### Required task
Take the material and output all of it exactly.
▶
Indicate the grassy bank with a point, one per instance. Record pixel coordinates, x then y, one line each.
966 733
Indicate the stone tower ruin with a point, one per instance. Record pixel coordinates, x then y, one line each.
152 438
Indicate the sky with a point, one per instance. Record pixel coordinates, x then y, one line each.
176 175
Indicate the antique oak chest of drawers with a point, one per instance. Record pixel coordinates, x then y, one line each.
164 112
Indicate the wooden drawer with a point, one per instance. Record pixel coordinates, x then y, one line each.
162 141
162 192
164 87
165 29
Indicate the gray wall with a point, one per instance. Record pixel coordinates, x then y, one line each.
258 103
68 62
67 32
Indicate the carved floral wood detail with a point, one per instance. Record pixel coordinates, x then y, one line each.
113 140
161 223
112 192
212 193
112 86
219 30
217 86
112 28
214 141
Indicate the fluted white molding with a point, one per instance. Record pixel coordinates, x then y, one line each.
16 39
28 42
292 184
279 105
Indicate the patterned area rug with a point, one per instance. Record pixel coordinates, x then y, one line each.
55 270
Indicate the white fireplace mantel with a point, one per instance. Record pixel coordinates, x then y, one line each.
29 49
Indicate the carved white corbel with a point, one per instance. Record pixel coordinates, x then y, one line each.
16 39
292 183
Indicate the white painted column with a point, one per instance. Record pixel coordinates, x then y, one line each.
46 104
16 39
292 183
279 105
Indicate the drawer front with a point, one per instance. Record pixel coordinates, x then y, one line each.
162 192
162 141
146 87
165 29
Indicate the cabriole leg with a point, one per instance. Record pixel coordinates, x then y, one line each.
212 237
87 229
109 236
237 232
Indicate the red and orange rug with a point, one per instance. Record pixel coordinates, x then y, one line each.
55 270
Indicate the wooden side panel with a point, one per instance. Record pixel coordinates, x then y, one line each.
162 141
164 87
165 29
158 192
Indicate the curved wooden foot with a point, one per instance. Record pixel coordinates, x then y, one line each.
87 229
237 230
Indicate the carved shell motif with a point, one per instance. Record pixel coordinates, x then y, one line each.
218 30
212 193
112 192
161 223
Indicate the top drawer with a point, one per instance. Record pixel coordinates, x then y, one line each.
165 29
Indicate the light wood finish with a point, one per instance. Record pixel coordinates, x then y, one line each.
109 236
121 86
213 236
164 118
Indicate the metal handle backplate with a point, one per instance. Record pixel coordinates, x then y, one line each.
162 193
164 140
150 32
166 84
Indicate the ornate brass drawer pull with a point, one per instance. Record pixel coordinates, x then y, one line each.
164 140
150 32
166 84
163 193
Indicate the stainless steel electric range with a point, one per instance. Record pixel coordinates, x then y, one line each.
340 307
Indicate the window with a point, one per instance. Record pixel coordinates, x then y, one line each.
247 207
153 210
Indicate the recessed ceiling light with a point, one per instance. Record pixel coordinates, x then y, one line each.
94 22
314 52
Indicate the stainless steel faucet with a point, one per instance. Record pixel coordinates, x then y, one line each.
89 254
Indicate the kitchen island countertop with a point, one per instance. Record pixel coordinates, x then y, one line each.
◀
### Reply to the task
Indicate the grassy bank with a point, one per instance. Record pixel coordinates, x then y, one line each.
966 733
Indicate the stone tower ruin with a point, one per instance. Record pixel coordinates, x then y, one line each.
152 438
Indicate the sky with a point, one per instance. Record pixel coordinates, x then y, one line each.
176 175
Indicate the antique oak chest of drawers with a point, one per instance. Record pixel coordinates, x then y, one line each.
164 112
Indicate the wooden drawer with a point, one per instance. Record pixel coordinates, x then y, one line each.
162 141
162 192
164 87
165 29
Indicate the gray wall with a point, one per instance. Record pixel coordinates, x then y, one line each.
258 103
68 62
67 32
Indicate the carved floral wood detail with a point, one per instance. Record pixel coordinates, x then y, one line each.
113 140
161 223
112 192
212 193
112 86
219 30
217 86
112 28
214 141
Indicate the fluted white molding with a point, one per instance. Record pixel coordinates, x then y, one line each.
16 39
28 42
292 184
279 105
Indicate the patterned area rug with a point, one per instance. Record pixel coordinates, x then y, one line each.
55 270
Indicate the white fireplace mantel with a point, one per instance. Record pixel coordinates, x then y, one line each.
29 49
Indicate the carved white corbel with a point, one per instance. Record pixel coordinates, x then y, one line each.
16 39
292 183
Indicate the white painted column with a point, one per instance. Record pixel coordinates, x then y, one line each.
46 104
16 39
292 183
279 105
Indicate the drawer front with a point, one per instance. Record pixel coordinates, x then y, one line each.
162 192
162 141
146 87
165 29
Indicate the cabriole leg with a point, one per instance. Record pixel coordinates, x then y, one line each.
212 237
87 229
109 236
237 232
Indicate the red and orange rug with a point, one per instance. Record pixel coordinates, x then y, one line each.
55 270
Indicate the wooden side panel with a point, one per instance. Record pixel coordinates, x then y, one line each.
162 141
164 87
165 29
158 192
Indicate the curved wooden foot with a point, one per instance. Record pixel coordinates, x then y, one line each.
87 229
237 230
Indicate the carved shell motif with a point, one per instance. Record pixel coordinates, x then y, one line each.
218 30
212 193
112 192
161 223
Indicate the top drawer with a point, one per instance. Record pixel coordinates, x then y, one line each.
165 29
Indicate the light wood finish with a point, one per instance. Record pixel coordinates, x then y, one line each.
109 236
121 86
213 236
164 118
Indicate the metal handle backplate with a point, one per instance. Record pixel coordinates, x then y, one line each.
162 193
164 140
150 32
166 84
Indicate the ornate brass drawer pull with a point, one per instance. Record pixel coordinates, x then y, one line each.
164 140
150 32
166 84
163 193
Indicate the stainless steel electric range with a point, one per instance. Record pixel coordinates, x then y, one line each.
340 307
Indicate the window with a point, one per instance. Record pixel coordinates, x then y, one line each.
247 207
153 210
Indicate the recessed ceiling light with a point, one per instance. Record pixel coordinates, x then y, one line each.
94 22
314 52
Indicate the stainless steel faucet with a point, one per instance. Record pixel coordinates, x then y, one line each.
89 254
Indicate the kitchen island countertop with a point, one per instance. Record pixel coordinates, x then y, one line each.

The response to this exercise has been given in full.